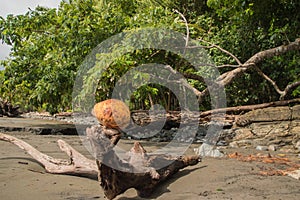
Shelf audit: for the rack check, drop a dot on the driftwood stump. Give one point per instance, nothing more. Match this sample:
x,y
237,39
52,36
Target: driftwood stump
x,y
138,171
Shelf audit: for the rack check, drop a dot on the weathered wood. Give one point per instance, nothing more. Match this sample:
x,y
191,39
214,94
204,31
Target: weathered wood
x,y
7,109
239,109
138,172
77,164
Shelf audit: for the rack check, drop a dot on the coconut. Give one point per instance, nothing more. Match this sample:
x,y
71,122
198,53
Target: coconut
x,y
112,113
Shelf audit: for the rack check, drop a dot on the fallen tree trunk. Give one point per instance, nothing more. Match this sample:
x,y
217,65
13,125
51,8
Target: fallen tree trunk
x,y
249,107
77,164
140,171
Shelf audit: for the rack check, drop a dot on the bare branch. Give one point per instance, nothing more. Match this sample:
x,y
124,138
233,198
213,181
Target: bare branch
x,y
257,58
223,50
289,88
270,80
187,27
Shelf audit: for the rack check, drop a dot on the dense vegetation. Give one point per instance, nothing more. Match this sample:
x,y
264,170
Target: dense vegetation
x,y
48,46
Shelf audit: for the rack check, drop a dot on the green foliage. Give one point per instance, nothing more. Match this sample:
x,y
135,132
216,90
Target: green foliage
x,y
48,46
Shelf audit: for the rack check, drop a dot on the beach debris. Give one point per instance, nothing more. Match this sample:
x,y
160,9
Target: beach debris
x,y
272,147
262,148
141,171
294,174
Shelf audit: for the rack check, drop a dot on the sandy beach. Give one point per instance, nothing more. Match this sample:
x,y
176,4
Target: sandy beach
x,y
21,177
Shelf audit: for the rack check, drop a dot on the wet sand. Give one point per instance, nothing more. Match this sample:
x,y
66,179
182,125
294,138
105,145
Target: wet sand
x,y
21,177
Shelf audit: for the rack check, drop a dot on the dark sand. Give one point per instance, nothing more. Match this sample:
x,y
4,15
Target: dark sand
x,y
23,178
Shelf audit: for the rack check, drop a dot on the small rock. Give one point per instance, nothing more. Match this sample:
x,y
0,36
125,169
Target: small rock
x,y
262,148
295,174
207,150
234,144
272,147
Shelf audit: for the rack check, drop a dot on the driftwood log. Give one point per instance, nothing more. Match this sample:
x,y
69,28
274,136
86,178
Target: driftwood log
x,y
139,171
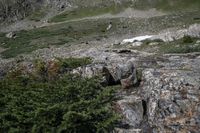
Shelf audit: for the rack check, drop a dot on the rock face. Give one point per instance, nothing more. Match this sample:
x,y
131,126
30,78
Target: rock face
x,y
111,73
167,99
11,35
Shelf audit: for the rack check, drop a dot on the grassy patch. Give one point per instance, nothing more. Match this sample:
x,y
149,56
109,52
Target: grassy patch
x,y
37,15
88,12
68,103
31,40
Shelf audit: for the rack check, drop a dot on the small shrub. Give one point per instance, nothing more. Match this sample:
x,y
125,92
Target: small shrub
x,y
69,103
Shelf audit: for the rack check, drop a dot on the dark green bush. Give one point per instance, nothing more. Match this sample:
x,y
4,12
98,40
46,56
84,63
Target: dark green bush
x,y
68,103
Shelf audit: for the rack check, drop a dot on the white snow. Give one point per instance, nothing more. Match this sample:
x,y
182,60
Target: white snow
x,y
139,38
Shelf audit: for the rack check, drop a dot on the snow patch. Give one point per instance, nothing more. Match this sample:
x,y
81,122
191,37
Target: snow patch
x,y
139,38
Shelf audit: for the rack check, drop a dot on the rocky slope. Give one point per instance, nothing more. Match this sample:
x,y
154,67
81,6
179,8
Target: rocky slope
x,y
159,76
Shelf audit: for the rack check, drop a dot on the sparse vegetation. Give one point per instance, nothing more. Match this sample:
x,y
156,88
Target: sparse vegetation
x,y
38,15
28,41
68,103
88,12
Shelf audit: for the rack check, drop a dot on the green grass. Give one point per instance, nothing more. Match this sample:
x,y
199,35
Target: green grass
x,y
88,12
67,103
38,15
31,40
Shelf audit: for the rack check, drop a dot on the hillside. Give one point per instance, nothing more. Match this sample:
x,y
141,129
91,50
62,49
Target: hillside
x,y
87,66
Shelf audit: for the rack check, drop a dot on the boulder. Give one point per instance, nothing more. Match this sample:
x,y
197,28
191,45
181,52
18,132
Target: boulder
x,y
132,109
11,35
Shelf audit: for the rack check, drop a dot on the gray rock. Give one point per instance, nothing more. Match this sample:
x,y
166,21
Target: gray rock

• • • •

WHAT IS ASKED:
Reproduce every entry above word for word, leaving out the pictures.

REPLY:
Shelf audit: for the rack check, drop a dot on the driftwood stump. Give one point per instance, nothing more. Match this sample:
x,y
237,39
52,36
Target: driftwood stump
x,y
138,171
Shelf audit: for the rack check, drop a dot on the weathered wood. Give one point per instance, nothing more. Match this sample:
x,y
191,39
214,94
204,31
Target: weathered wood
x,y
7,109
239,109
138,172
77,164
Shelf audit: for the rack check, drop a dot on the coconut. Give one point per instance, nothing more. Match this sample:
x,y
71,122
198,53
Target: coconut
x,y
112,113
Shelf audit: for the rack check, drop a dot on the fallen tree trunk. Give one point per instance, nothing more. Match this sample:
x,y
217,65
13,125
51,8
Target: fallen tree trunk
x,y
249,107
77,164
140,171
Shelf audit: for the rack check, drop a dot on the bare branch. Give one point per instance, nothing more. Match this sample:
x,y
124,138
233,198
213,181
Target: bare branch
x,y
257,58
223,50
289,88
270,80
187,27
Shelf audit: for the rack check, drop a dot on the dense vegetation. Give one point per instance, nothing more. Match this sample:
x,y
264,170
Target: dense vegetation
x,y
48,46
Shelf audit: for the rack check, drop a dot on the green foliage. Give one point per instance, nothing more. Match this sample:
x,y
135,132
216,90
Target: green foliage
x,y
48,46
Shelf audit: for the rack check, drop a dot on the beach debris. Give one point per instance, nothing more. Match this sample:
x,y
160,9
Target: beach debris
x,y
272,147
262,148
141,171
294,174
Shelf audit: for the rack check, drop a dot on the sandy beach. Give one point per instance, nothing more. Match this sample:
x,y
176,4
Target: sandy beach
x,y
21,177
Shelf audit: for the rack check, drop a dot on the wet sand. Give one point per instance, nothing more. Match this sample:
x,y
66,179
182,125
294,138
105,145
Target: wet sand
x,y
21,177
Shelf audit: for the rack check, drop a dot on the dark sand. Give one point per instance, nothing more. Match this sample:
x,y
4,15
Target: dark sand
x,y
23,178
Shelf audit: for the rack check, drop a dot on the small rock. Give one point per instance, nothing more. Match this sample:
x,y
0,36
125,169
Target: small rock
x,y
262,148
295,174
207,150
234,144
272,147
Shelf audit: for the rack check, drop a dot on the driftwood log. Give one point per instance, nothing more. Match this sample:
x,y
69,28
274,136
86,178
Target: driftwood log
x,y
139,171
Shelf audit: for the rack check, drop a dot on the rock face. Give one point per instance, nothing more. Match this sample:
x,y
131,126
30,78
Target: rock face
x,y
111,73
167,99
11,35
Shelf audit: for the rack check, drop a dot on the grassy patch. Give one point per instance, nothing more. Match this sample:
x,y
149,56
109,52
Target: grassy patch
x,y
37,15
88,12
68,103
31,40
Shelf audit: for the rack check, drop a dot on the small shrub. Give one point per instance, nothing more. Match this sample:
x,y
125,92
Target: small shrub
x,y
69,103
Shelf audit: for the rack check, drop a dot on the dark green bush. Give one point per instance, nothing more. Match this sample:
x,y
4,12
98,40
46,56
84,63
Target: dark green bush
x,y
68,103
Shelf audit: for the rack check, drop a dot on the white snow. Give one point per instance, nothing more. Match this sample:
x,y
182,60
Target: white snow
x,y
139,38
Shelf audit: for the rack check, drop a dot on the snow patch. Give one point per instance, nothing more. Match this sample:
x,y
81,122
191,37
Target: snow patch
x,y
139,38
Shelf audit: for the rack check, drop a dot on the rocky slope. Give one point per instance, nothing more. Match this sample:
x,y
154,67
81,6
179,8
Target: rocky slope
x,y
159,76
Shelf audit: for the rack check, drop a dot on the sparse vegetation. Give one point per instance, nothing more. Match this sample:
x,y
156,88
Target: sparse vegetation
x,y
38,15
28,41
68,103
88,12
Shelf audit: for the rack check, drop a dot on the green grass. Give one point per instance, nothing more. Match this sample:
x,y
199,35
Target: green grass
x,y
88,12
67,103
38,15
31,40
Shelf audit: for the rack check, drop a dot on the hillside. Give one point per instance, nothing more. Match this sample:
x,y
141,129
91,50
62,49
Target: hillside
x,y
87,66
Shelf audit: for the rack check, drop a dot on the boulder. Give one point per instance, nothing more. Match this sample:
x,y
197,28
191,45
181,52
18,132
Target: boulder
x,y
132,109
11,35
Shelf audit: for the rack check, drop a dot on the gray rock. Give one point per instance, nothing more. Match this sample:
x,y
166,21
Target: gray rock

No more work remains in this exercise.